QUOTED PASSAGE:
○ ○ ○ ○
Why Grief Is A Teacher

First, you learn change can be instant

When you lose a parent at 19, you become somewhat of a taboo among your friends. People do their best to dance around your uncomfortable experience. They’ll quit mentioning their parents, cautiously ask about your family or flat-out tell you they have no idea how to talk to you anymore.

Yeah. That happens.

My life changed in many uncomfortable ways on November 8th, 2012. A major lifeline was gone. My relationships with friends, neighbors, and family were just a bit different. I couldn’t explain it, and I still can’t, but there is a shift in your entire paradigm. In a new, terrifying way, you are out of touch with most people around you.

I wasn’t sure if I was okay most of the time.

But you learn how to pretend you’re okay

On my ride home the day after he passed, I didn’t speak very much. But when I did speak, I didn’t cry nor did I shiver. Most of the time I looked straight ahead and spoke carefully. I was now at the center of a spectacle.

Each moment was history.

By far I am the biggest crier in my household. I am known for my empathy towards friends and coworkers. Many men struggle with tears, but I never have. I invite them in and enjoy the release.
○ ○ ○ ○
DATA EXTRACT:
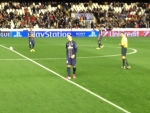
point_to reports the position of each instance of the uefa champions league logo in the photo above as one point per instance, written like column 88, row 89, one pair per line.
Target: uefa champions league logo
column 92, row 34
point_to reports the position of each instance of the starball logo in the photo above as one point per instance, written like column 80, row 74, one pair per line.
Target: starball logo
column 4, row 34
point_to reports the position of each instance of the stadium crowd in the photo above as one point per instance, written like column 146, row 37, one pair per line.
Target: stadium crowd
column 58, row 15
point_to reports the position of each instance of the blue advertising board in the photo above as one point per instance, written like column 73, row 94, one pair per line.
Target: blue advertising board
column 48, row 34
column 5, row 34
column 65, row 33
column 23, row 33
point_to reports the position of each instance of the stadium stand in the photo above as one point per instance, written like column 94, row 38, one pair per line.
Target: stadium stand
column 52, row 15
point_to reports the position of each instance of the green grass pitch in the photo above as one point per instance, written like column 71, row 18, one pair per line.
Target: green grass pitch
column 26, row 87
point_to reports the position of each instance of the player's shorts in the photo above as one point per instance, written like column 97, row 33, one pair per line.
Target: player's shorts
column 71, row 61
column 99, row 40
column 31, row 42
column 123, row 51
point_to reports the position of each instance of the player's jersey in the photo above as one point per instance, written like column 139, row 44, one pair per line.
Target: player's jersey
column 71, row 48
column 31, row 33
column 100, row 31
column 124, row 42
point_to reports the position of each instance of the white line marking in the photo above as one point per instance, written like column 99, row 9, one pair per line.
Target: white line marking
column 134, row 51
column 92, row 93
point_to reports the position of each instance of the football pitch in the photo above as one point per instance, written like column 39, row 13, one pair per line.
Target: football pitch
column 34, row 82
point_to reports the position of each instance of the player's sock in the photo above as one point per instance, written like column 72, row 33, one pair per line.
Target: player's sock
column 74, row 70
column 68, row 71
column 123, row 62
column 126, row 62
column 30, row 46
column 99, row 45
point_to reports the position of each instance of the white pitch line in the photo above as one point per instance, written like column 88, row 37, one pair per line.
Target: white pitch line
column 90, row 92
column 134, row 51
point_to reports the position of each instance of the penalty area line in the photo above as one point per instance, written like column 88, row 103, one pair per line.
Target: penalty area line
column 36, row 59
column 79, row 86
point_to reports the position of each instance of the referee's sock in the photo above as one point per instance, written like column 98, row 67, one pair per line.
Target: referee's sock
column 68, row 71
○ ○ ○ ○
WHAT YOU WILL DO:
• a. Return the passage of the grief essay starting with "First, you learn" and going on through "people around you.", word for word.
• b. Answer these questions from the grief essay:
(i) On what date did the writer's life change in many uncomfortable ways?
(ii) At what age does losing a parent, according to the essay, make you somewhat of a taboo among your friends?
(iii) On the ride home the day after he passed, where did the writer look most of the time?
• c. Extend the grief essay, picking up after its last sentence.

RESULTS IN ORDER:
• a.
First, you learn change can be instant

When you lose a parent at 19, you become somewhat of a taboo among your friends. People do their best to dance around your uncomfortable experience. They’ll quit mentioning their parents, cautiously ask about your family or flat-out tell you they have no idea how to talk to you anymore.

Yeah. That happens.

My life changed in many uncomfortable ways on November 8th, 2012. A major lifeline was gone. My relationships with friends, neighbors, and family were just a bit different. I couldn’t explain it, and I still can’t, but there is a shift in your entire paradigm. In a new, terrifying way, you are out of touch with most people around you.

• b.
(i) November 8th, 2012
(ii) 19
(iii) Straight ahead

• c.
Something was different about those first few weeks. I cried upon impact. Cried in my bedroom. Cried in private. However, the outside world was different. The tears were for me. I knew I had to carry on with my life.

If I let every moment destroy me, I would never escape.

So I held still.

You learn death isn’t a movie

Most people say death isn’t fair. Despite this, I still hear it at every funeral. Grief, it seems, is much easier at a distance.

Take popular culture. On almost any television show these days we anticipate a character death, even in comedy. But when a real death happens we are completely unprepared. Many people do not know why.

In real life, there is no dramatic music. No irony. It is absent of ascending action or justification. If you don’t stay present you’ll lose yourself in the past. If you don’t recognize your humanity and come to grips with it, you’ll fall into the ground.

Three days after my father passed, my grandmother walks down the aisle of our church. She looks straight at me, her eyes tired and body moving slowly.

“It should’ve been me”, she said.

It took me a while to understand what she meant.

You sometimes act out

I’m not a person who likes to sit still. Within weeks I had a regular therapeutic schedule. A one-on-one counselor, group therapy sessions, calls from family members and a lot of Ben & Jerry’s ice cream.

So yeah. I was okay, I guess. But my body wasn’t.

I drank a lot but pretended it was because I wanted to have a good time. At night, I would wake up and throw my hand over my stomach as it contracted and expanded at a rapid pace. The tension and fire in my legs burned as I longed for escape.

There was no telling when this train would stop.

So I had to stop it myself.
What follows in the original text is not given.